**REQUIRED WORK**
Search the entries below for the string "water" and give the number of lines that hold it, nothing else.
--------------------
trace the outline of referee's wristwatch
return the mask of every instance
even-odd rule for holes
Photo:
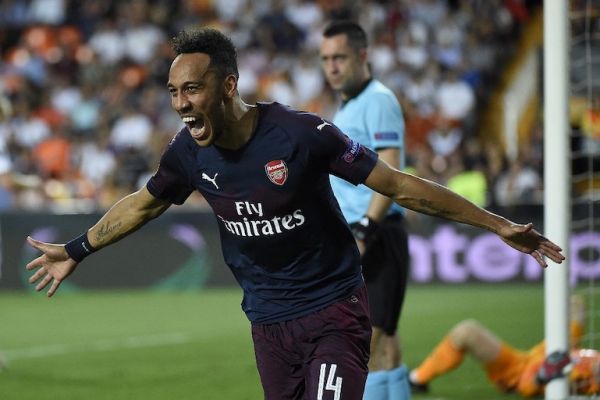
[[[350,224],[350,230],[356,240],[369,243],[375,237],[379,224],[372,218],[364,215],[358,222]]]

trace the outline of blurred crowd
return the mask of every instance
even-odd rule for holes
[[[228,33],[242,98],[328,118],[318,55],[331,19],[358,20],[373,74],[397,94],[408,165],[480,205],[535,199],[541,128],[518,162],[484,151],[481,112],[540,1],[3,0],[0,210],[85,212],[141,187],[181,129],[166,90],[170,38]],[[187,206],[204,206],[195,194]]]

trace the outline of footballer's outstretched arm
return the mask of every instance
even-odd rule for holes
[[[119,200],[102,218],[87,231],[89,244],[98,250],[135,232],[146,222],[165,212],[171,203],[157,199],[143,187]],[[65,245],[44,243],[31,237],[27,242],[42,254],[29,262],[25,268],[37,271],[29,278],[36,283],[35,289],[40,291],[52,282],[48,290],[51,297],[60,283],[77,267],[78,261],[69,256]],[[41,280],[40,280],[41,279]],[[38,282],[39,281],[39,282]]]
[[[90,228],[90,244],[95,249],[108,246],[158,217],[170,205],[171,203],[152,196],[144,186],[115,203],[96,225]]]
[[[392,198],[403,207],[487,229],[498,234],[515,249],[531,254],[546,267],[544,256],[560,263],[562,249],[533,229],[533,224],[517,224],[493,214],[444,186],[391,168],[379,160],[365,184]]]

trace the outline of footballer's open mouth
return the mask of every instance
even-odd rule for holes
[[[186,116],[181,118],[183,123],[188,127],[190,134],[196,140],[204,140],[209,132],[206,129],[204,118]]]
[[[204,126],[204,119],[200,117],[183,117],[182,120],[190,131],[194,128],[202,129],[202,127]]]

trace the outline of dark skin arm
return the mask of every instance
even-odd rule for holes
[[[90,244],[96,249],[101,249],[115,243],[161,215],[170,205],[171,203],[152,196],[144,187],[115,203],[96,225],[88,230]],[[47,293],[48,297],[51,297],[78,263],[69,257],[64,244],[44,243],[31,237],[27,238],[27,242],[42,252],[25,267],[28,270],[37,269],[29,278],[29,282],[39,281],[35,287],[37,291],[52,282]]]
[[[398,171],[381,160],[377,161],[365,185],[411,210],[493,232],[509,246],[530,254],[542,267],[547,266],[544,257],[556,263],[565,259],[562,249],[533,229],[532,223],[509,221],[437,183]]]

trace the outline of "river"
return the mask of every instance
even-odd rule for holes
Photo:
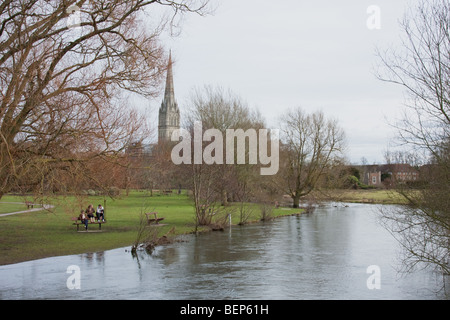
[[[400,247],[377,206],[185,236],[132,257],[128,248],[0,267],[0,299],[448,299],[430,270],[400,274]]]

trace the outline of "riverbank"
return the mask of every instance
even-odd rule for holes
[[[22,208],[24,205],[11,207],[6,204],[21,201],[23,198],[19,196],[4,196],[0,201],[0,211]],[[195,230],[194,208],[186,193],[150,196],[145,191],[132,191],[128,196],[122,195],[114,200],[102,196],[86,196],[83,199],[61,196],[46,202],[54,208],[0,217],[0,265],[131,246],[137,238],[141,215],[145,212],[156,211],[158,217],[165,218],[157,227],[159,235],[171,229],[175,236]],[[94,207],[102,204],[105,207],[107,223],[102,225],[101,232],[98,232],[96,225],[90,226],[92,232],[82,228],[77,232],[71,221],[88,204]],[[253,206],[247,222],[260,220],[260,208],[256,204]],[[277,217],[296,212],[299,209],[278,208],[272,214]],[[216,218],[223,221],[224,217],[218,215]],[[232,224],[238,224],[240,220],[237,210],[234,210]],[[197,231],[209,231],[209,228],[200,227]]]
[[[372,204],[405,204],[405,198],[395,190],[358,189],[358,190],[323,190],[312,195],[322,201],[372,203]]]
[[[398,195],[386,190],[335,190],[328,200],[362,203],[399,203]],[[7,207],[7,202],[21,202],[18,196],[4,196],[0,202],[0,212],[15,207]],[[81,202],[80,202],[81,201]],[[131,246],[137,237],[141,214],[157,211],[164,221],[158,227],[158,234],[164,235],[173,228],[173,235],[192,233],[195,230],[192,201],[181,195],[153,195],[144,191],[132,191],[128,196],[117,199],[104,199],[88,196],[83,199],[58,197],[51,199],[54,208],[37,212],[25,212],[0,217],[0,265],[40,259],[51,256],[98,252],[119,247]],[[80,205],[81,203],[81,205]],[[91,203],[105,206],[107,223],[102,232],[77,232],[71,217],[78,216],[80,208]],[[261,208],[254,204],[246,223],[261,219]],[[273,209],[274,218],[298,214],[301,209],[280,207]],[[242,220],[238,210],[232,213],[232,224]],[[224,220],[224,216],[217,217]],[[228,221],[227,221],[228,222]],[[98,230],[96,225],[90,230]],[[202,227],[198,231],[209,231]]]

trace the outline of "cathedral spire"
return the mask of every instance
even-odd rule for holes
[[[172,50],[169,53],[169,62],[167,65],[166,92],[164,93],[164,100],[167,105],[171,105],[175,102],[175,91],[173,89]]]
[[[180,110],[175,100],[173,89],[172,51],[167,65],[166,90],[159,109],[158,139],[170,140],[172,132],[180,128]]]

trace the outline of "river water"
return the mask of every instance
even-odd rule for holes
[[[329,205],[137,258],[128,247],[1,266],[0,299],[448,299],[441,275],[398,272],[376,208]]]

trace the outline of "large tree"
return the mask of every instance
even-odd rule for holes
[[[420,167],[420,188],[399,183],[408,205],[383,210],[386,226],[405,248],[406,269],[425,262],[450,272],[450,4],[421,1],[401,23],[399,48],[379,53],[383,81],[408,94],[398,129],[403,151]],[[403,157],[406,159],[406,157]],[[411,157],[410,157],[411,158]],[[413,165],[413,163],[411,163]]]
[[[162,6],[202,13],[205,3],[0,4],[0,198],[24,183],[51,190],[51,172],[68,172],[74,163],[81,170],[79,163],[93,158],[113,161],[142,138],[143,119],[123,93],[152,97],[159,90],[167,65],[159,40],[164,21],[155,24],[149,9]]]
[[[301,108],[284,114],[280,122],[280,172],[274,180],[298,208],[300,199],[313,191],[324,174],[340,163],[345,134],[336,120],[323,112],[308,114]]]
[[[202,143],[202,153],[214,153],[214,157],[221,158],[219,163],[201,164],[192,163],[187,167],[185,174],[192,182],[191,187],[194,196],[195,209],[197,213],[197,221],[199,224],[210,223],[211,217],[207,215],[205,208],[217,206],[217,204],[226,206],[228,200],[240,201],[242,204],[255,199],[260,192],[262,185],[259,165],[250,164],[249,153],[252,147],[250,142],[244,142],[244,149],[239,152],[245,152],[245,163],[233,165],[227,164],[225,161],[226,153],[234,151],[234,159],[237,158],[237,144],[233,143],[233,150],[226,147],[227,130],[255,130],[264,128],[264,121],[261,115],[248,107],[241,97],[224,90],[221,87],[205,86],[202,89],[196,89],[190,99],[189,112],[186,117],[186,128],[191,133],[194,126],[201,124],[202,137],[205,142]],[[209,137],[209,140],[203,137],[208,129],[216,130],[218,136]],[[212,144],[221,140],[221,150],[211,151],[208,149]],[[247,140],[247,139],[246,139]],[[211,142],[209,142],[211,141]],[[247,148],[248,145],[248,148]],[[219,156],[219,154],[222,156]]]

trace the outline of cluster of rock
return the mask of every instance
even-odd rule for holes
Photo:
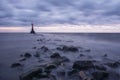
[[[42,40],[39,40],[42,41]],[[36,47],[35,47],[36,49]],[[56,50],[62,52],[81,52],[78,47],[75,46],[60,46]],[[40,51],[43,53],[41,54]],[[44,55],[47,52],[52,52],[48,47],[42,46],[40,51],[36,51],[35,54],[25,53],[20,55],[21,61],[25,61],[32,56],[41,58],[40,55]],[[90,52],[90,49],[82,50]],[[69,54],[67,54],[69,55]],[[84,54],[80,54],[84,56]],[[19,76],[20,80],[116,80],[120,79],[120,74],[111,72],[109,68],[120,67],[119,61],[110,61],[107,63],[101,63],[97,60],[77,60],[71,61],[67,56],[62,56],[59,52],[53,52],[48,57],[50,61],[45,61],[44,64],[34,66],[27,72],[24,72]],[[12,68],[23,67],[21,63],[13,63]],[[114,74],[112,76],[112,74]]]

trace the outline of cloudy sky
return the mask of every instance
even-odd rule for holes
[[[0,0],[0,27],[113,25],[119,8],[120,0]]]

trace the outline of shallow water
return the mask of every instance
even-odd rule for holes
[[[44,42],[38,43],[37,39],[43,38]],[[27,33],[1,33],[0,34],[0,80],[18,80],[22,73],[20,70],[11,69],[10,65],[17,62],[19,55],[27,51],[34,53],[34,46],[47,46],[54,49],[60,45],[74,45],[91,49],[91,53],[85,53],[87,56],[93,56],[95,59],[101,59],[101,56],[108,54],[113,60],[120,59],[120,34],[118,33],[55,33],[55,34],[27,34]],[[64,55],[64,54],[61,54]],[[48,55],[49,56],[49,55]],[[68,58],[75,60],[77,54],[68,55]],[[32,58],[25,62],[24,68],[28,69],[31,63],[35,63]],[[120,70],[120,69],[117,69]],[[12,73],[12,74],[10,74]]]

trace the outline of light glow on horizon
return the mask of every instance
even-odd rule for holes
[[[114,26],[114,27],[112,27]],[[36,32],[111,32],[120,33],[120,25],[50,25],[34,27]],[[31,27],[0,27],[0,32],[30,32]]]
--------------------
**ANSWER BELOW**
2